*** SELECTED PASSAGE ***

It remains for you to take another, similar step in the right direction, first by immediately closing the place called “the gas chamber” to all visitors, then by revealing the truth about it.

Yours sincerely,
R. Faurisson

COPY to UNESCO (Paris), with appropriate cover letter.

 

  1. I inform UNESCO’s World Heritage Centre of this acknowledged imposture (my letter of 23 February 1998):

Mr President,

Would you please be so kind as to find attached the copy of a letter which I have addressed by fax today to the director and assistant director of the Auschwitz State Museum?

It is on the subject of the imposture, now finally acknowledged, of the purported “gas chamber” of Auschwitz-I.

The site of Auschwitz has been declared by UNESCO to be part of the world heritage (on this point you may refer to your colleague David Martell).

I solemnly call to your attention the fact that UNESCO’s responsibility would be seriously engaged if, informed of this grave imposture, it nevertheless continued to sanction it in one manner or another, particularly by silence.

*** End of SELECTED PASSAGE ***

- _INSTRUCTIONS_
1. Answer these questions about the excerpt:
(a) Where was the copy sent?
(b) What date is given for the letter to UNESCO's World Heritage Centre?
(c) Which colleague is the President told he may refer to?
2. Decide whether each statement agrees with the excerpt:
(a) The letter to UNESCO mentions a fax sent that day to the director and assistant director of the Auschwitz State Museum.
(b) The excerpt says UNESCO declared the site of Auschwitz part of the world heritage.
(c) The copy to UNESCO was sent without a cover letter.

*** ENTRIES PROVIDED ***

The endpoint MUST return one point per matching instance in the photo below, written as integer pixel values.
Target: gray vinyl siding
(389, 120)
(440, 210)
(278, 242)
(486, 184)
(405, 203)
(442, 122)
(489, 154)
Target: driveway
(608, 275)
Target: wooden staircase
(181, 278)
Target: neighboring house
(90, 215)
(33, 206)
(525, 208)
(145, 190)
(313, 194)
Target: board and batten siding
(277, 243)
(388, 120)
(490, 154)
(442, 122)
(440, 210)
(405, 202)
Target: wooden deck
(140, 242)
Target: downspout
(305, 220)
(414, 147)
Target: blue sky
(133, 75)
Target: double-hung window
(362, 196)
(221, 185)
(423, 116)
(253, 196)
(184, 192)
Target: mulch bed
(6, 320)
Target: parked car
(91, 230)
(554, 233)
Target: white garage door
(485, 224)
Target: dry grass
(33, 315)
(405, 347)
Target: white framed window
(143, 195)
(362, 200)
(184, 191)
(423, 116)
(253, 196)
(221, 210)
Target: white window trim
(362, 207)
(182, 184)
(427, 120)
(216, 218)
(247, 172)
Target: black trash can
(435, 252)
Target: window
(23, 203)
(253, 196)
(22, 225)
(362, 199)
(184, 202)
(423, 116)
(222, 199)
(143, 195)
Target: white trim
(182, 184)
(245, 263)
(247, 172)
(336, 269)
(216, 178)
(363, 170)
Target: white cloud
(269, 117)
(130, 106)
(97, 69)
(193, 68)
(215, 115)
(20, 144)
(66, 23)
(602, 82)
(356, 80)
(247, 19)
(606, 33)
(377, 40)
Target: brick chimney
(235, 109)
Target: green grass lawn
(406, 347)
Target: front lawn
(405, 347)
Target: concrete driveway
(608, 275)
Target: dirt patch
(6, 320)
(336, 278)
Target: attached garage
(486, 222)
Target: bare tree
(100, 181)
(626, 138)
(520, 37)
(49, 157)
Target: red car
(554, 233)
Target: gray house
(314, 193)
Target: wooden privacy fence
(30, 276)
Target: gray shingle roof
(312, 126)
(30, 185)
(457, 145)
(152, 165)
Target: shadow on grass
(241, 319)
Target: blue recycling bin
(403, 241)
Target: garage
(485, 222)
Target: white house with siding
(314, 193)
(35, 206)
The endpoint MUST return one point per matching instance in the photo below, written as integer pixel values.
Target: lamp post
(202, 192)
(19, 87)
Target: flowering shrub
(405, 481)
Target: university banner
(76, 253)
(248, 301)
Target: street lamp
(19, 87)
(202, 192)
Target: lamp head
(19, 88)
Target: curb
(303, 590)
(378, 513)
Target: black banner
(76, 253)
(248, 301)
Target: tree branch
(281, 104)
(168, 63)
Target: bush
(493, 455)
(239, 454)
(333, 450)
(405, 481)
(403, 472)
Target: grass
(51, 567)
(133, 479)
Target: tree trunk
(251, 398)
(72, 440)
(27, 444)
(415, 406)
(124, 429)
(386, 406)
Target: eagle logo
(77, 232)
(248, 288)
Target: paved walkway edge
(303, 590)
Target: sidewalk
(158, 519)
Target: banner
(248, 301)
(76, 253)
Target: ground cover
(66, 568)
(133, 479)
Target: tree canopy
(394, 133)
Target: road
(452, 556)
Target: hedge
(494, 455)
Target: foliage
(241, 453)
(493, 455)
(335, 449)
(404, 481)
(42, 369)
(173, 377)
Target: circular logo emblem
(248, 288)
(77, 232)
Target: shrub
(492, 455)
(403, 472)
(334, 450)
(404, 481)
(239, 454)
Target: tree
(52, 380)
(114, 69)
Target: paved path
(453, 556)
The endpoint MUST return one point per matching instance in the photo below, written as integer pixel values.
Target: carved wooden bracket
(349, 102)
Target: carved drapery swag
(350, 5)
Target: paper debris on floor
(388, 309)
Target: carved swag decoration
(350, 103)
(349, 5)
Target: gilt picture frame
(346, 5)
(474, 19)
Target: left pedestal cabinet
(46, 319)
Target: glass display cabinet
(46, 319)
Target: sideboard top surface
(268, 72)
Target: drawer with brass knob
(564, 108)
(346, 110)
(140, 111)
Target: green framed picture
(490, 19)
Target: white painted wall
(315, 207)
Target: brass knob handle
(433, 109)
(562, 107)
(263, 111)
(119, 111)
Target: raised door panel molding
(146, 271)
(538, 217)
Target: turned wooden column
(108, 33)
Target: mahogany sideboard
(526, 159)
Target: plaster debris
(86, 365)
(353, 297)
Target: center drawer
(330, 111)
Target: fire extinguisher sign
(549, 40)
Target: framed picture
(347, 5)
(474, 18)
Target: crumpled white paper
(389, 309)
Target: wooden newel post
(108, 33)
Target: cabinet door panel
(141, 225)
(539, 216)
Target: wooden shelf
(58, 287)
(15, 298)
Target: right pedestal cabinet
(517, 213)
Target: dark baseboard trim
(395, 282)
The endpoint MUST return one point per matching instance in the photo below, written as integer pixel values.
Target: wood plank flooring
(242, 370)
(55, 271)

*** End of ENTRIES PROVIDED ***
*** ENTRIES PROVIDED ***

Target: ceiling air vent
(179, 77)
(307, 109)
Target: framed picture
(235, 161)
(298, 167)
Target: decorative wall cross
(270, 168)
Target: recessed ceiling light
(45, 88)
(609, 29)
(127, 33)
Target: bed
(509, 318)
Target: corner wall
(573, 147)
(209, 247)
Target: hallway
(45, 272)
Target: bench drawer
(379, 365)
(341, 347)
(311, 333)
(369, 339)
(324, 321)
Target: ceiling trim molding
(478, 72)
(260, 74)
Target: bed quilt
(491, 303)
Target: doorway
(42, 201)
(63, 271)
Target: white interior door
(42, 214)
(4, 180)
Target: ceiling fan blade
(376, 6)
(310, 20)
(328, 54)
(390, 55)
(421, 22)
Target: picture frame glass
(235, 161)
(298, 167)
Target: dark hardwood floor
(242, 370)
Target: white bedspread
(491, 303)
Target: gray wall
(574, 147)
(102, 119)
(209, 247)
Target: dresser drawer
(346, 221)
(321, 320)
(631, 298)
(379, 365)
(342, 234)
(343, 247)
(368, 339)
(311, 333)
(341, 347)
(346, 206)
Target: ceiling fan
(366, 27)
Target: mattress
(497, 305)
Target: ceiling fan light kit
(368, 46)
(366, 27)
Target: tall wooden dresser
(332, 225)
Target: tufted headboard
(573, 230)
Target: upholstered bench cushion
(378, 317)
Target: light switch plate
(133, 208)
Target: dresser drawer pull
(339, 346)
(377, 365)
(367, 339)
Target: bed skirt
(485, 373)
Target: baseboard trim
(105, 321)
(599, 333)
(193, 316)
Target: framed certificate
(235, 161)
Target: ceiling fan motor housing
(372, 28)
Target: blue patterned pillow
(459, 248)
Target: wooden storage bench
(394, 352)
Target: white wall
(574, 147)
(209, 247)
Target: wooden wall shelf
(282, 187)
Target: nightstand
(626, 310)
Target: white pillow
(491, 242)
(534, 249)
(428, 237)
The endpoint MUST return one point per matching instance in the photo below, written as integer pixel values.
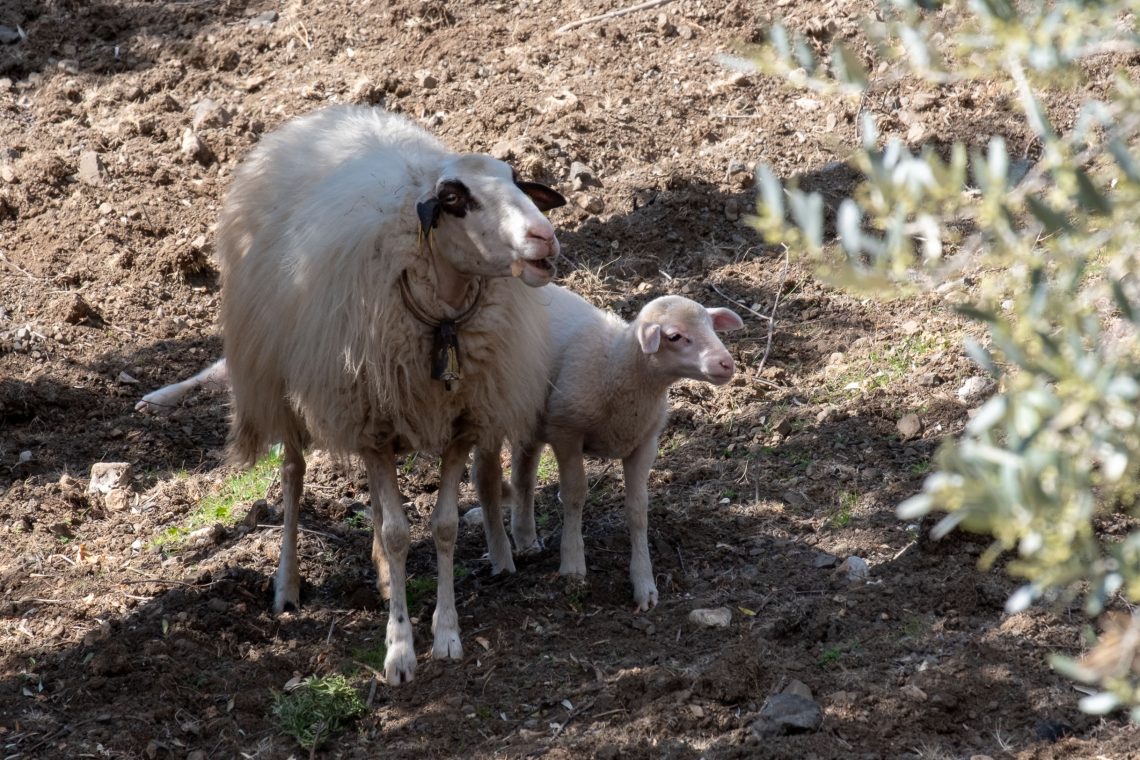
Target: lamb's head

*** End of ENTRIES PROVIDED ***
*** ENTRIES PROVIDED ***

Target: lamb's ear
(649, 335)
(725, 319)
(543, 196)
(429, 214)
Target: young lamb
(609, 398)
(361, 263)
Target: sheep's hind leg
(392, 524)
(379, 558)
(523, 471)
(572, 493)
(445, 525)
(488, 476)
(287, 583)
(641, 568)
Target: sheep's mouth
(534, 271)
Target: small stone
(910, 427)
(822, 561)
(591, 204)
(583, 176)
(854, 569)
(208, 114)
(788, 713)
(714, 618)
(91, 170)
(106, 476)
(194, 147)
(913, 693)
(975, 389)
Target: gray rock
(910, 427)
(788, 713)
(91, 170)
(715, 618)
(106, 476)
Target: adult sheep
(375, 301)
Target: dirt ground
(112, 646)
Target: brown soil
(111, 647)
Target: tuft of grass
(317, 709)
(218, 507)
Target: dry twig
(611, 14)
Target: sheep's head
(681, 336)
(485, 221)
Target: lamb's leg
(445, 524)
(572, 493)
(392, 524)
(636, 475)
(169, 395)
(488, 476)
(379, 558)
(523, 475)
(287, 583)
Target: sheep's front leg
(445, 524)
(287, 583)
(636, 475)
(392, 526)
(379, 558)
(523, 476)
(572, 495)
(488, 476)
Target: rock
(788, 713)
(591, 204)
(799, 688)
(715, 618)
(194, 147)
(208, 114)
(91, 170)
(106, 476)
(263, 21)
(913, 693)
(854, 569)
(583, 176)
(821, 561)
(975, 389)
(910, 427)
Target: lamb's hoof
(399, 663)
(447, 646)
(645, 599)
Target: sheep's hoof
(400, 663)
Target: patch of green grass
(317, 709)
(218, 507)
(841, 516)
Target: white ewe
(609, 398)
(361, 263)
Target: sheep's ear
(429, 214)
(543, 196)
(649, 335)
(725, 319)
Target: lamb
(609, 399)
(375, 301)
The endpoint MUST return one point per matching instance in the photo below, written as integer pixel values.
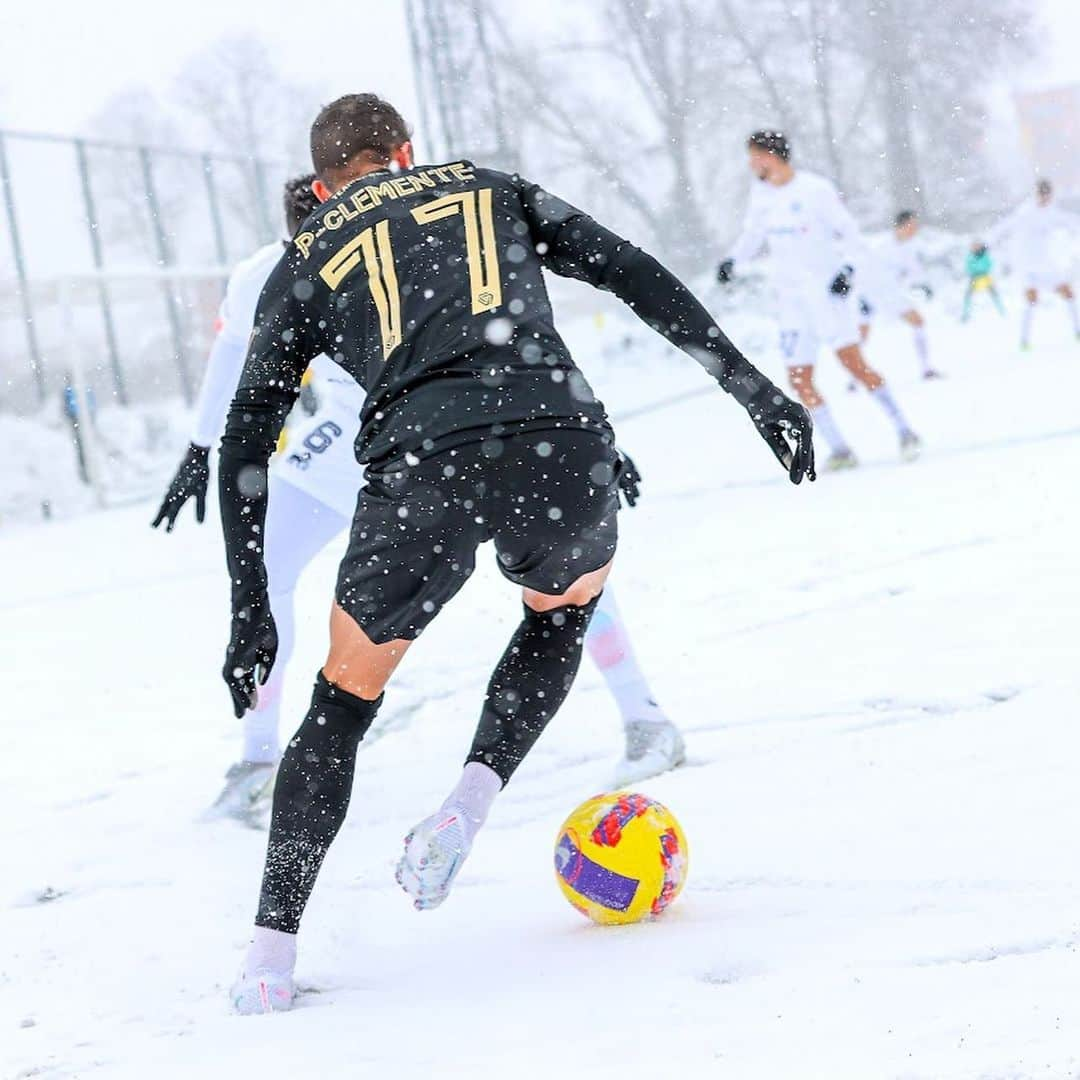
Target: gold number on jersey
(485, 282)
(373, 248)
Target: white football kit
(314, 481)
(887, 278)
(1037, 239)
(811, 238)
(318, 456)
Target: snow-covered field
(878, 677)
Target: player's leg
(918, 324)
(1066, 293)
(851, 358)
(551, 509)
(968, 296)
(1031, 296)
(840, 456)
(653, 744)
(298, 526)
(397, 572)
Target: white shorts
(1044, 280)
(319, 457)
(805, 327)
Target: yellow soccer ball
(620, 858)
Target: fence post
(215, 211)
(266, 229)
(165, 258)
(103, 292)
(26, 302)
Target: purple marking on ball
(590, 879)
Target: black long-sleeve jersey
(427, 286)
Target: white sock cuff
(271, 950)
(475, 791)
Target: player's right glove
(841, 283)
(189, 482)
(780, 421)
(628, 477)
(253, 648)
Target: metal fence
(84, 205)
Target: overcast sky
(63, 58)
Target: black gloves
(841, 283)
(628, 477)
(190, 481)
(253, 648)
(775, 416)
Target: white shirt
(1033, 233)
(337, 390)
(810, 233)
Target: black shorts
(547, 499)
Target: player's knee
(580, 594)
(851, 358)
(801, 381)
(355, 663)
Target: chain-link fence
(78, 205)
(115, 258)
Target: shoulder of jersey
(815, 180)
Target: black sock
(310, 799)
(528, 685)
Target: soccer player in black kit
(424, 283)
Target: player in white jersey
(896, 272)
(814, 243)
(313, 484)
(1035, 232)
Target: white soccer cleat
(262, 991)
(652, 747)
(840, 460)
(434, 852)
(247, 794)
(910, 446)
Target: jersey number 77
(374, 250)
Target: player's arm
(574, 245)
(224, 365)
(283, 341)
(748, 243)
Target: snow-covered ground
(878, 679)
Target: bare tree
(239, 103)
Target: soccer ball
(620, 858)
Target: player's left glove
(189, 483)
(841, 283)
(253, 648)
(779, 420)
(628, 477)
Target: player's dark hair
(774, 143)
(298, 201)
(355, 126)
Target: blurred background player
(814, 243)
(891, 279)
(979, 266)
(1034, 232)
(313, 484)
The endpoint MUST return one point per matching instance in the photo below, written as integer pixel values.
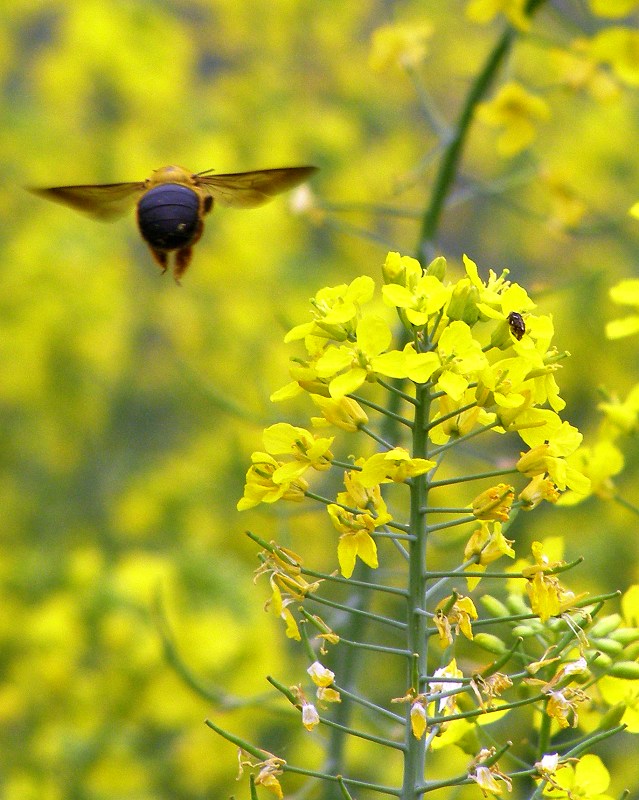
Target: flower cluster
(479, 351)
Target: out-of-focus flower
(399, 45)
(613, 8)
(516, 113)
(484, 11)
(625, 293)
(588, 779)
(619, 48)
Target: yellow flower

*** End of ENTRIES PROVIDED ***

- _SOLVED PROBLEMS_
1.
(a) To UNESCO in Paris.
(b) 23 February 1998.
(c) David Martell.

2.
(a) Yes: "a letter which I have addressed by fax today to the director and assistant director of the Auschwitz State Museum"
(b) Yes: "The site of Auschwitz has been declared by UNESCO to be part of the world heritage"
(c) No: "COPY to UNESCO (Paris), with appropriate cover letter."